-- Begin Data shown --

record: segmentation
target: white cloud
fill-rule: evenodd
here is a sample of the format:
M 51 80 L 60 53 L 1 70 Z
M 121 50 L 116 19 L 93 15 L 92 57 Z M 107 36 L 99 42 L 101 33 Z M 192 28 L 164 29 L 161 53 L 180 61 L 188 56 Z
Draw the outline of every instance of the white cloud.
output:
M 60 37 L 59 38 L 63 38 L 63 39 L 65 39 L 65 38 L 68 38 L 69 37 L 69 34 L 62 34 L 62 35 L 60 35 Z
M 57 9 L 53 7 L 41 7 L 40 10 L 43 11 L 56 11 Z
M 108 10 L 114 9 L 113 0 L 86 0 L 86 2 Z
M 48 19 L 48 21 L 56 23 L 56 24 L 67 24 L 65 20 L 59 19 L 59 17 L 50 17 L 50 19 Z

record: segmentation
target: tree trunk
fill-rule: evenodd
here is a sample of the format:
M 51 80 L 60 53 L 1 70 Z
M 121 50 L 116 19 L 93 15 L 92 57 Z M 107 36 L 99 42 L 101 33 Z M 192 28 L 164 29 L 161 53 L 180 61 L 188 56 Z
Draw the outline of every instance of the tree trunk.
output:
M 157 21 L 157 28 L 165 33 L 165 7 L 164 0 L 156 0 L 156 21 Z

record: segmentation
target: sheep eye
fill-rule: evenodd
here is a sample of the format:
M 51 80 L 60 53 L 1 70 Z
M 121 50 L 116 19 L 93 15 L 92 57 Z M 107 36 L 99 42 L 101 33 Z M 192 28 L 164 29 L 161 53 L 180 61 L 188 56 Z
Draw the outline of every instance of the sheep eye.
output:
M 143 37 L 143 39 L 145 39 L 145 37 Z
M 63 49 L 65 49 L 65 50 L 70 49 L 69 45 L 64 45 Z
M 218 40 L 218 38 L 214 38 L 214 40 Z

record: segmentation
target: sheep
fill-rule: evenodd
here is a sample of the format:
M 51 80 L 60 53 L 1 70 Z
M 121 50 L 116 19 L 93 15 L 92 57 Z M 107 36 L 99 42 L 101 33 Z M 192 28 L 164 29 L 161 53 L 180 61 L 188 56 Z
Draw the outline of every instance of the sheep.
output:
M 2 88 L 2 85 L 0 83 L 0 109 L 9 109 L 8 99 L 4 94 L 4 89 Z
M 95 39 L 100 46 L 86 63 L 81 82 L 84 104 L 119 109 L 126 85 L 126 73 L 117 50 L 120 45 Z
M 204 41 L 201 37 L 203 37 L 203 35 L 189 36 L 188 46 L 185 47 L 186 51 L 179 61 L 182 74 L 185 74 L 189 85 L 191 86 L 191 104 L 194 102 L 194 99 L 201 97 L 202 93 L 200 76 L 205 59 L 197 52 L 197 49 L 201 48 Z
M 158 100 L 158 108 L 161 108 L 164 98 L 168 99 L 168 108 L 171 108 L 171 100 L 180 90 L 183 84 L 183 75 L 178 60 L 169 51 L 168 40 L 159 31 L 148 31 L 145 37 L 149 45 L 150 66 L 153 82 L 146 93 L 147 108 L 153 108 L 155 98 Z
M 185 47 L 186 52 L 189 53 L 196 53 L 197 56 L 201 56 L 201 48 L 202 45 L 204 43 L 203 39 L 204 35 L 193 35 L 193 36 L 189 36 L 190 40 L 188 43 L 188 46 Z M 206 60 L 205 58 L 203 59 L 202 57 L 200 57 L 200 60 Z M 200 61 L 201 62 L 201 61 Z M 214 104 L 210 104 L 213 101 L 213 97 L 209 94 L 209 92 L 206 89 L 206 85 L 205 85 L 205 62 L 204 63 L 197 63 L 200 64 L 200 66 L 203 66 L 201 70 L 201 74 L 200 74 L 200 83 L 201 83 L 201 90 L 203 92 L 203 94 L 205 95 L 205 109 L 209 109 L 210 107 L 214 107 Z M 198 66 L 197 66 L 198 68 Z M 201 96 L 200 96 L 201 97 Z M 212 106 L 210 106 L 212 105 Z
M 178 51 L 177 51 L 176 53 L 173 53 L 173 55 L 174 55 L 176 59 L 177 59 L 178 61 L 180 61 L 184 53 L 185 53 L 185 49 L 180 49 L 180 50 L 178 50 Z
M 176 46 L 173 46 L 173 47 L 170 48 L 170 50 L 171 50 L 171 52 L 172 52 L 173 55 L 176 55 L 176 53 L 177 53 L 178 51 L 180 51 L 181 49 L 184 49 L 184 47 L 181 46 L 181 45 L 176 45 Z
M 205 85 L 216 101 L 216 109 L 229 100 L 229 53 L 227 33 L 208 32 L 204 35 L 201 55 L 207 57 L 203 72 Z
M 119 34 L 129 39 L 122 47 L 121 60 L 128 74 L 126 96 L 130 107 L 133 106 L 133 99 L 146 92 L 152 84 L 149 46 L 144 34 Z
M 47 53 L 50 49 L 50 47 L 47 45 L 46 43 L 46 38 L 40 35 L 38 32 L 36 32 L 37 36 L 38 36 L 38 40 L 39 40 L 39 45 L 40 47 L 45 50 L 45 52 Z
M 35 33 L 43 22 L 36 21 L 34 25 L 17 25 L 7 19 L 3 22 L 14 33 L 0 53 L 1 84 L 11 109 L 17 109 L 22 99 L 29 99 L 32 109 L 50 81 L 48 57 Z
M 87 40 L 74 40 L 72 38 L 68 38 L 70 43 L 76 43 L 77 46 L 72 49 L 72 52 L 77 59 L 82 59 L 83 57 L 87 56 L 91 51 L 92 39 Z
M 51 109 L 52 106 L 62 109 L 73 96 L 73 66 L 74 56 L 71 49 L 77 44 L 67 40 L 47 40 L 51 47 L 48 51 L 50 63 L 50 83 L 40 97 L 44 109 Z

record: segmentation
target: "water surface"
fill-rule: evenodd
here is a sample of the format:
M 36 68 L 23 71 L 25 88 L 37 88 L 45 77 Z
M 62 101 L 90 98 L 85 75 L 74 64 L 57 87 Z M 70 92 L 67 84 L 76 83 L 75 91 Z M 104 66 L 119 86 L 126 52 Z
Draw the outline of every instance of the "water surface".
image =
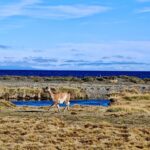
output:
M 52 101 L 12 101 L 17 106 L 32 106 L 32 107 L 41 107 L 41 106 L 50 106 Z M 81 105 L 81 106 L 109 106 L 109 100 L 71 100 L 70 106 Z M 61 107 L 66 106 L 65 104 L 60 104 Z

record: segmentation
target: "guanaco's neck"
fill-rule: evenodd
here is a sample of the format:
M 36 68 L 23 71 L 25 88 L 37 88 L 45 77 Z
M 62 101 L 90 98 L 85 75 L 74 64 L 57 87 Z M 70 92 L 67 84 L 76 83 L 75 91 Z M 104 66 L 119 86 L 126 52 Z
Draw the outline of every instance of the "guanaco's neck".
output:
M 49 94 L 50 94 L 50 96 L 51 96 L 51 98 L 53 99 L 54 98 L 54 93 L 52 92 L 52 90 L 51 89 L 49 89 Z

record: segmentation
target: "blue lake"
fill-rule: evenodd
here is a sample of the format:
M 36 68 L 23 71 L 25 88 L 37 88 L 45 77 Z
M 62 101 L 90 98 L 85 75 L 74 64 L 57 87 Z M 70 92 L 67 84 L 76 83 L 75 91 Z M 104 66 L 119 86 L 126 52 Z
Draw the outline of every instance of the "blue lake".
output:
M 12 101 L 17 106 L 34 106 L 34 107 L 40 107 L 40 106 L 50 106 L 52 104 L 52 101 L 46 100 L 46 101 Z M 109 100 L 71 100 L 70 106 L 74 105 L 81 105 L 81 106 L 104 106 L 107 107 L 110 105 Z M 61 107 L 66 106 L 65 104 L 60 104 Z

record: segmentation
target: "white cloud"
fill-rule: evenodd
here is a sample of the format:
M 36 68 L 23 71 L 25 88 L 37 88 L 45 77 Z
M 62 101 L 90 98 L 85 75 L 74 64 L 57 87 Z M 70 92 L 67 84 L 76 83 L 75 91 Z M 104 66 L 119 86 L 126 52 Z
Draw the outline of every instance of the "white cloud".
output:
M 64 55 L 65 54 L 65 55 Z M 78 55 L 77 54 L 82 54 Z M 1 50 L 0 66 L 36 69 L 150 70 L 150 41 L 64 43 L 48 50 Z M 11 56 L 11 57 L 9 57 Z M 42 56 L 42 58 L 41 58 Z
M 39 3 L 39 0 L 22 0 L 19 3 L 1 5 L 0 6 L 0 18 L 12 17 L 20 15 L 22 10 L 30 5 Z
M 109 7 L 99 5 L 48 6 L 39 5 L 40 3 L 42 3 L 42 0 L 23 0 L 20 3 L 0 6 L 0 17 L 27 16 L 34 18 L 70 19 L 91 16 L 110 10 Z

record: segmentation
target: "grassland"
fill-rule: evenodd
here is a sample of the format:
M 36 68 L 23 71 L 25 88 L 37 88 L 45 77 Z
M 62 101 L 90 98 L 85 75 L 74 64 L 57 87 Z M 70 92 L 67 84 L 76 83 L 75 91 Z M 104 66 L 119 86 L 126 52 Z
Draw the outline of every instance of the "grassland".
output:
M 15 107 L 0 103 L 0 150 L 150 149 L 150 93 L 110 95 L 110 107 Z

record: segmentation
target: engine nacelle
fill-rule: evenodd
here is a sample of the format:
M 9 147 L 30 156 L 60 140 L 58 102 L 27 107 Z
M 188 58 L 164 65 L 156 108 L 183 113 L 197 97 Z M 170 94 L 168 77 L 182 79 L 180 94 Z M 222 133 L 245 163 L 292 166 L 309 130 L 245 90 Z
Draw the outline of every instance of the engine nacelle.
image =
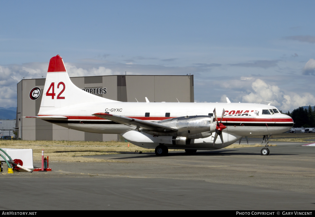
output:
M 185 137 L 189 139 L 206 138 L 215 131 L 215 122 L 211 116 L 196 115 L 186 116 L 161 120 L 157 123 L 176 127 L 178 130 L 171 133 L 148 132 L 156 136 L 170 136 Z M 183 141 L 182 142 L 183 143 Z

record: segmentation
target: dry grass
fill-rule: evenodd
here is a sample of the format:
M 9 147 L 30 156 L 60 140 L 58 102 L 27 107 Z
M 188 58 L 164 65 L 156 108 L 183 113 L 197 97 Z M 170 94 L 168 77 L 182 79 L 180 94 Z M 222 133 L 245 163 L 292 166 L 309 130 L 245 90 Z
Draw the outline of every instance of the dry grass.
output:
M 304 135 L 304 136 L 305 135 Z M 270 141 L 275 141 L 277 142 L 312 142 L 310 141 L 306 141 L 305 139 L 312 139 L 312 141 L 315 142 L 315 138 L 314 137 L 298 137 L 297 138 L 284 138 L 270 139 Z
M 274 144 L 270 144 L 269 146 L 277 146 L 277 145 Z M 265 145 L 259 144 L 259 143 L 256 143 L 255 145 L 248 145 L 247 144 L 232 144 L 231 145 L 229 145 L 227 147 L 226 147 L 225 149 L 234 149 L 239 148 L 249 148 L 250 147 L 264 147 Z
M 31 149 L 33 160 L 40 161 L 42 150 L 49 161 L 70 162 L 105 162 L 108 161 L 82 156 L 118 154 L 119 152 L 154 151 L 154 150 L 141 148 L 129 143 L 119 142 L 85 142 L 83 141 L 0 141 L 0 147 L 14 149 Z
M 31 149 L 33 160 L 40 161 L 42 150 L 45 156 L 49 156 L 50 162 L 97 162 L 116 161 L 98 158 L 83 157 L 83 156 L 119 154 L 122 152 L 134 152 L 136 150 L 143 152 L 153 152 L 154 149 L 141 148 L 130 143 L 119 142 L 85 142 L 83 141 L 41 141 L 27 140 L 0 140 L 0 147 L 14 149 Z M 274 146 L 276 145 L 270 145 Z M 264 146 L 258 143 L 255 145 L 233 144 L 226 149 Z M 179 150 L 170 149 L 169 151 Z

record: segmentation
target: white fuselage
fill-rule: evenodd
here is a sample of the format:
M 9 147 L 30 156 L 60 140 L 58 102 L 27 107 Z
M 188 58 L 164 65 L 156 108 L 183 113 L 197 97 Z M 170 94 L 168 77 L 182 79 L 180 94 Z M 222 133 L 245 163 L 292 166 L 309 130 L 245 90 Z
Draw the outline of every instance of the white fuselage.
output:
M 266 110 L 277 110 L 273 106 L 249 103 L 93 102 L 60 108 L 55 108 L 51 111 L 46 110 L 45 114 L 38 115 L 65 116 L 67 119 L 48 121 L 65 127 L 86 132 L 119 134 L 135 144 L 152 148 L 159 143 L 166 145 L 171 137 L 159 137 L 160 140 L 157 141 L 157 138 L 145 135 L 146 134 L 145 132 L 134 130 L 134 127 L 95 117 L 92 114 L 108 112 L 113 114 L 155 122 L 187 115 L 208 115 L 209 113 L 213 113 L 215 108 L 219 121 L 223 109 L 226 111 L 222 121 L 227 127 L 223 131 L 225 138 L 224 147 L 232 144 L 242 137 L 284 132 L 289 130 L 293 124 L 292 118 L 286 115 L 279 113 L 272 114 L 272 112 L 269 114 L 262 114 L 263 110 L 265 113 Z M 149 117 L 145 116 L 146 113 L 146 116 Z M 165 117 L 169 116 L 167 113 L 169 113 L 169 117 Z M 213 116 L 211 114 L 210 115 Z M 139 138 L 139 136 L 144 135 L 150 138 L 151 142 L 145 142 L 146 138 L 144 139 L 144 140 Z M 207 150 L 222 148 L 222 144 L 219 140 L 215 143 L 217 145 L 213 146 L 213 136 L 214 135 L 208 138 L 195 139 L 193 144 L 188 146 L 170 145 L 168 147 L 170 149 Z M 166 141 L 161 140 L 163 138 L 165 138 Z M 170 141 L 169 143 L 171 143 Z

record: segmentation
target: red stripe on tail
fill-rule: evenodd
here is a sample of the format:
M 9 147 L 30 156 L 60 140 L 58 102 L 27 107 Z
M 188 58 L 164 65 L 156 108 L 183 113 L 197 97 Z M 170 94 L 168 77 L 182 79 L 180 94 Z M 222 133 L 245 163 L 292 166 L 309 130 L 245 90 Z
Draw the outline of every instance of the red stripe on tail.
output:
M 50 59 L 48 72 L 66 72 L 66 67 L 62 61 L 62 58 L 59 55 Z

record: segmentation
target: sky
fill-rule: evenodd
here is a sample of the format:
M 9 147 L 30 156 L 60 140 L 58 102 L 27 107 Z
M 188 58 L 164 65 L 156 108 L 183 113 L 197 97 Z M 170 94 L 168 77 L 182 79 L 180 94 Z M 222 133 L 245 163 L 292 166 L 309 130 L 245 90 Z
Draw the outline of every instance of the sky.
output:
M 315 2 L 0 2 L 0 107 L 45 77 L 194 75 L 196 102 L 315 105 Z

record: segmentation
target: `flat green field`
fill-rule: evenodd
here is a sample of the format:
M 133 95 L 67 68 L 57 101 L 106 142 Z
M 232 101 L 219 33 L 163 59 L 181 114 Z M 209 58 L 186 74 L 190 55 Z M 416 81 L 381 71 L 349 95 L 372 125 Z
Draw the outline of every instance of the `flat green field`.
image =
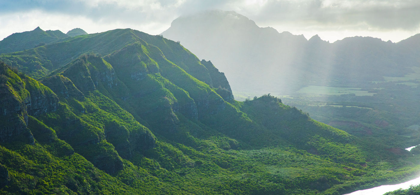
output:
M 334 87 L 333 87 L 317 86 L 310 85 L 302 88 L 297 93 L 320 95 L 340 95 L 343 94 L 354 93 L 356 96 L 373 95 L 376 93 L 369 93 L 366 91 L 361 91 L 361 88 Z
M 411 69 L 414 72 L 407 74 L 403 77 L 384 76 L 383 79 L 386 81 L 407 81 L 420 79 L 420 67 L 413 66 L 411 67 Z

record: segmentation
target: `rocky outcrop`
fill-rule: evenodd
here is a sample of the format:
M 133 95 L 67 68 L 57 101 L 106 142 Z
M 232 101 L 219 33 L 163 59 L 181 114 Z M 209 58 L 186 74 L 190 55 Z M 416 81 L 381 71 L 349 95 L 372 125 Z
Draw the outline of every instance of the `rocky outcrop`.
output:
M 9 171 L 7 167 L 0 164 L 0 188 L 1 188 L 9 184 L 10 182 L 10 177 L 9 176 Z
M 70 97 L 78 98 L 83 96 L 83 93 L 74 86 L 70 79 L 61 74 L 48 77 L 42 81 L 42 83 L 60 97 L 68 98 Z
M 0 86 L 0 141 L 19 141 L 34 144 L 33 135 L 27 128 L 28 114 L 55 111 L 58 98 L 39 82 L 21 75 L 22 79 L 8 68 L 2 70 L 3 75 L 9 80 Z
M 231 89 L 231 86 L 229 84 L 229 82 L 225 76 L 224 73 L 219 72 L 219 69 L 216 68 L 210 61 L 206 61 L 202 60 L 201 61 L 201 63 L 208 70 L 209 74 L 211 77 L 213 87 L 225 89 L 230 92 L 231 94 L 232 93 L 232 89 Z M 231 96 L 233 99 L 233 95 Z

-- End Data shown --

#### [Work instructions]
Please filter the rows above, keeping every line that contains the string "stripe". Case counts.

#### [Written reply]
target: red stripe on tail
Draw the outline of every instance of the red stripe on tail.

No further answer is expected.